====== EXCERPTED RECORDS ======

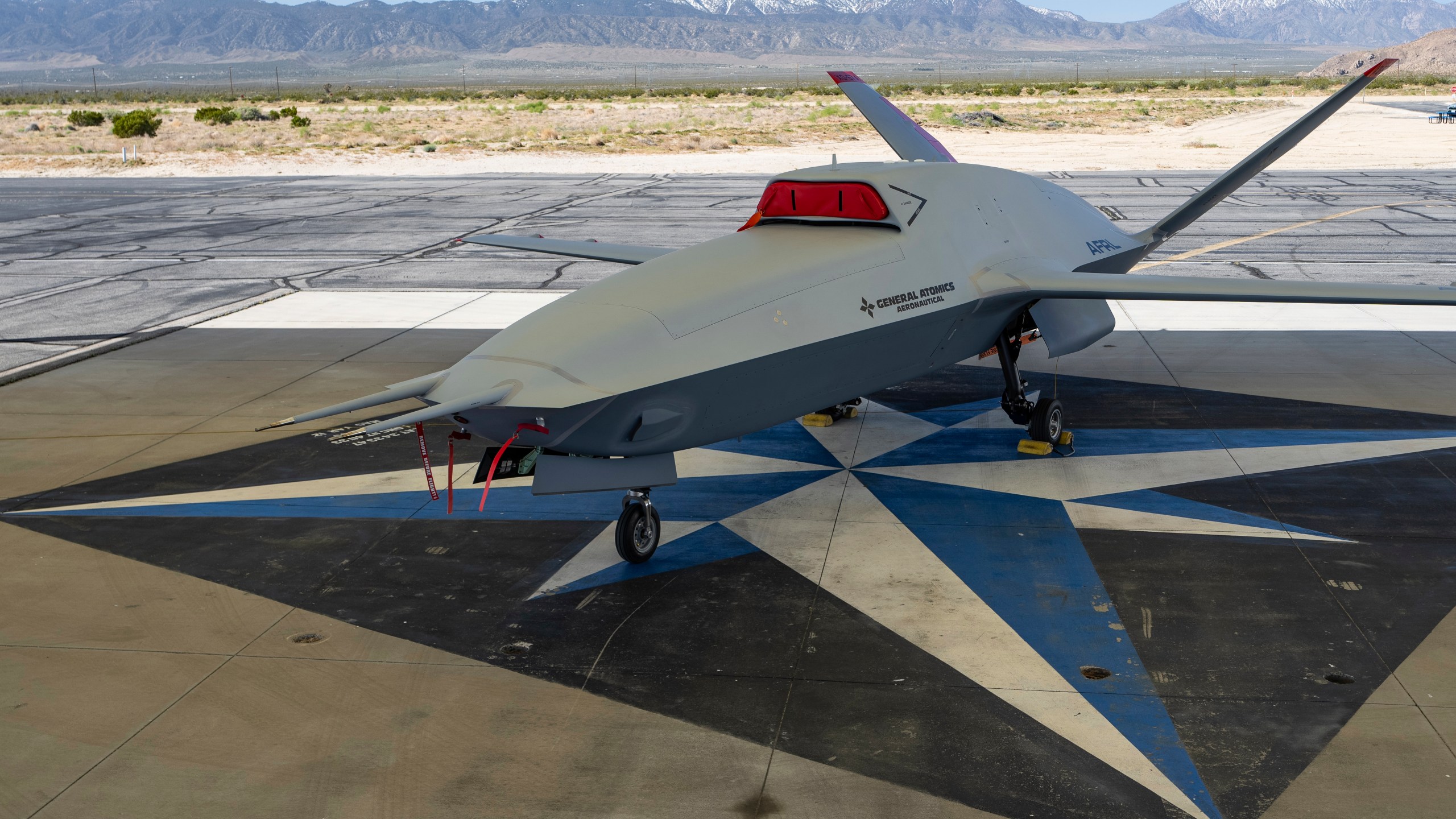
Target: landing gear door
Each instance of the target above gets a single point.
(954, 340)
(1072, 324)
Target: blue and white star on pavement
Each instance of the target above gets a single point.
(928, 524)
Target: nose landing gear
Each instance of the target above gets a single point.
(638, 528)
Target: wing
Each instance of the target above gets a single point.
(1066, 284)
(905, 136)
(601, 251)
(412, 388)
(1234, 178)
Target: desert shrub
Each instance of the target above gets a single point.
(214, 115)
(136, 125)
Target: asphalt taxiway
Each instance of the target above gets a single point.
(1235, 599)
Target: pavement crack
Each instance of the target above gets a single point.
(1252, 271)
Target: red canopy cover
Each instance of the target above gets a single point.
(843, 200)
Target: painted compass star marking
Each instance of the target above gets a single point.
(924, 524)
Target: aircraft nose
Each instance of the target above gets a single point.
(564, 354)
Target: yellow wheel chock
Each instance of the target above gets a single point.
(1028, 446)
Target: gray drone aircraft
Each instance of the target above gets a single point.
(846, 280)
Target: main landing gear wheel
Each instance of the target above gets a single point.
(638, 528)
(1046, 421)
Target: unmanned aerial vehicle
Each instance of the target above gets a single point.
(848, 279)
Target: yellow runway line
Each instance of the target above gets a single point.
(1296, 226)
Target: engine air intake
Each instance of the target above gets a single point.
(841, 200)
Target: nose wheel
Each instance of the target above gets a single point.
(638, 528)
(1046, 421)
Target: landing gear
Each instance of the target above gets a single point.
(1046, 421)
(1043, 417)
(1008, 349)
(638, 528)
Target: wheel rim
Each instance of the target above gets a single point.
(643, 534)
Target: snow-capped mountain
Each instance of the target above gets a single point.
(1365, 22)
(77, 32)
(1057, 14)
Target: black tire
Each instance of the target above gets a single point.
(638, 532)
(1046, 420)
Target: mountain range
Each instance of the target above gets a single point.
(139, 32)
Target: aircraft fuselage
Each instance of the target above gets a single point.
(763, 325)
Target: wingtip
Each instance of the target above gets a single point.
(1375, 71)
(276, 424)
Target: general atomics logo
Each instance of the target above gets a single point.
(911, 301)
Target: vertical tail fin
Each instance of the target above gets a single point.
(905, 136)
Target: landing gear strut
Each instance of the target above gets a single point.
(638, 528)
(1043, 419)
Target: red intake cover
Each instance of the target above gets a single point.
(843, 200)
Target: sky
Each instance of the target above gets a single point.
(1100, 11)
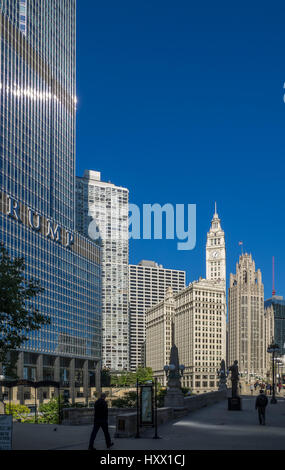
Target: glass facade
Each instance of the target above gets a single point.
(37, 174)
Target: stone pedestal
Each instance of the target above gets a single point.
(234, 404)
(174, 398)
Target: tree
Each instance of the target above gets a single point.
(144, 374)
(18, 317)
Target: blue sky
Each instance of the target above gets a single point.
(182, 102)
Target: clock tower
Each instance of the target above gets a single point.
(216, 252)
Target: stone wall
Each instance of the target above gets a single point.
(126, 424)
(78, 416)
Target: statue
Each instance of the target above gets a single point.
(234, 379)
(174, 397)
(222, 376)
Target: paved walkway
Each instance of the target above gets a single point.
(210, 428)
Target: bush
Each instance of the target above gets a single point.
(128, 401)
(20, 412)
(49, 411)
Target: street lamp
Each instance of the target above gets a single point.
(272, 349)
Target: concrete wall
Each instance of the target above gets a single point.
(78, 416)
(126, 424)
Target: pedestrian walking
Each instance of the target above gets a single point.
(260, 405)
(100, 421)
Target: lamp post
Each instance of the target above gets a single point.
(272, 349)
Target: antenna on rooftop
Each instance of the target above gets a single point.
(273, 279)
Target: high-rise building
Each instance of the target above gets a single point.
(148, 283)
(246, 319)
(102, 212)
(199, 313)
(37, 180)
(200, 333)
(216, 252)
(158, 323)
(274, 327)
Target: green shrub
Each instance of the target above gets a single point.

======
====== EXCERPTED RECORDS ======

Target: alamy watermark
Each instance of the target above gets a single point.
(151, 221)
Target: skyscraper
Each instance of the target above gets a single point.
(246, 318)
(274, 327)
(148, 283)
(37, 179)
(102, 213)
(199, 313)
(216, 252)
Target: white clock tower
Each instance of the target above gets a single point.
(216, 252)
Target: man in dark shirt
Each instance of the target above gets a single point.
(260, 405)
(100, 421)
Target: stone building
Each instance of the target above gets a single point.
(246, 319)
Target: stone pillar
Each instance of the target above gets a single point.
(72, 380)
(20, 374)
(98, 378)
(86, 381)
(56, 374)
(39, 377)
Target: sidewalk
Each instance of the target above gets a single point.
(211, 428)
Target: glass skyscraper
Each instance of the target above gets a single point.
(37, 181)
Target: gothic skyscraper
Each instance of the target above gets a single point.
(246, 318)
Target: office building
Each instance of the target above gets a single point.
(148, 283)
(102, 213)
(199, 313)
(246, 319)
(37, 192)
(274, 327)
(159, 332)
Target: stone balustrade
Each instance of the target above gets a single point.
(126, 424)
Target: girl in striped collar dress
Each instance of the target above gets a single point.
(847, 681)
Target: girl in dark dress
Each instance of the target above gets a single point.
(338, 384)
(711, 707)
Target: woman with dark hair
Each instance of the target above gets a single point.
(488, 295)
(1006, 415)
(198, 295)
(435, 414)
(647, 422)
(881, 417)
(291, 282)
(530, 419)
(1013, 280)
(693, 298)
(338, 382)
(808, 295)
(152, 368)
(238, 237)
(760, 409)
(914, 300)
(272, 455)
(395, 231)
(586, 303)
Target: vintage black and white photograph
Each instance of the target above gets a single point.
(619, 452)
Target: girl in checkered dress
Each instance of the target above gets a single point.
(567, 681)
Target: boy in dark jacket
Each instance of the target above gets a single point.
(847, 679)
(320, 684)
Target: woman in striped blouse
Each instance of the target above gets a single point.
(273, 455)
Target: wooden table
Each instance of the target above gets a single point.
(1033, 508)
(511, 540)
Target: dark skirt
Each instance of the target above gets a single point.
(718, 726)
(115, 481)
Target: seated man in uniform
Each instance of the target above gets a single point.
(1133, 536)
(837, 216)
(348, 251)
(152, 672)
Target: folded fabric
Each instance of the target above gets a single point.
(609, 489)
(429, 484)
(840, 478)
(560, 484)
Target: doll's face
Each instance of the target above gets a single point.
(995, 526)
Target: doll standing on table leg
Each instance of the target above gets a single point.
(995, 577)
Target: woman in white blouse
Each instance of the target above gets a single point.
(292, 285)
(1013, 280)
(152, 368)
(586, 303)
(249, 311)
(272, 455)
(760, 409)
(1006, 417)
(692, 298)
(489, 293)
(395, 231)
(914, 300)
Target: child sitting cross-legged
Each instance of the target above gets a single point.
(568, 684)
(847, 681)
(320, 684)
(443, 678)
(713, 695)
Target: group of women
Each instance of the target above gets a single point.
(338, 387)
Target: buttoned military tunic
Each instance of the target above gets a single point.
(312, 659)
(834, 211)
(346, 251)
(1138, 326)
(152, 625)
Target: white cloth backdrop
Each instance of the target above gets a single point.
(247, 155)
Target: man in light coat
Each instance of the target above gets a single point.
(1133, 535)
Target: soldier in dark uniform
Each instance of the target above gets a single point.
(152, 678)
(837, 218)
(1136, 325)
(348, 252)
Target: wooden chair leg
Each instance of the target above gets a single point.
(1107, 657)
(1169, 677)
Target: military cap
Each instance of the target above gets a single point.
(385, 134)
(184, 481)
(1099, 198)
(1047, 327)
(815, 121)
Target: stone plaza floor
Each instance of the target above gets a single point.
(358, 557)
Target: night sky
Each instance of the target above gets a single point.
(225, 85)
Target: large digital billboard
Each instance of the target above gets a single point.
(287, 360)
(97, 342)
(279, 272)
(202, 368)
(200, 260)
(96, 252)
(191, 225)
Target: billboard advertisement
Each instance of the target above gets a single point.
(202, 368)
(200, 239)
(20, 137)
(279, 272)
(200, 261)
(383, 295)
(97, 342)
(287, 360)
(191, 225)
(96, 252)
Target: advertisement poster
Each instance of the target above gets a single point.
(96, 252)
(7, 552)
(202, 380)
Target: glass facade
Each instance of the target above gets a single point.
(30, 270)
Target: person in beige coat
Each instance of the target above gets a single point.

======

PROBLEM REQUIREMENTS:
Go to the line with "Target: sidewalk" in the entries above and repeat every line from there through the line with "Target: woman with dark hair", exactly and with no other text.

SOLUTION FOR THIS PROBLEM:
Target: sidewalk
Each instance of the target above gets a single point.
(211, 428)
Target: glass skyscraper
Each instance of the target above gets a single point.
(37, 181)
Target: gothic skyscraper
Each instance of the target above gets a single point.
(246, 318)
Target: office building
Each instance of the target above gets a single point.
(148, 283)
(102, 213)
(199, 313)
(246, 319)
(37, 192)
(274, 327)
(159, 332)
Target: stone balustrade
Each instance of the target above gets a single point.
(126, 424)
Target: girl in striped collar dress
Each instance of the target above gets a single point.
(847, 681)
Target: girl in dark dress
Each instance of the target above gets a single point.
(338, 384)
(711, 707)
Target: woman with dark hair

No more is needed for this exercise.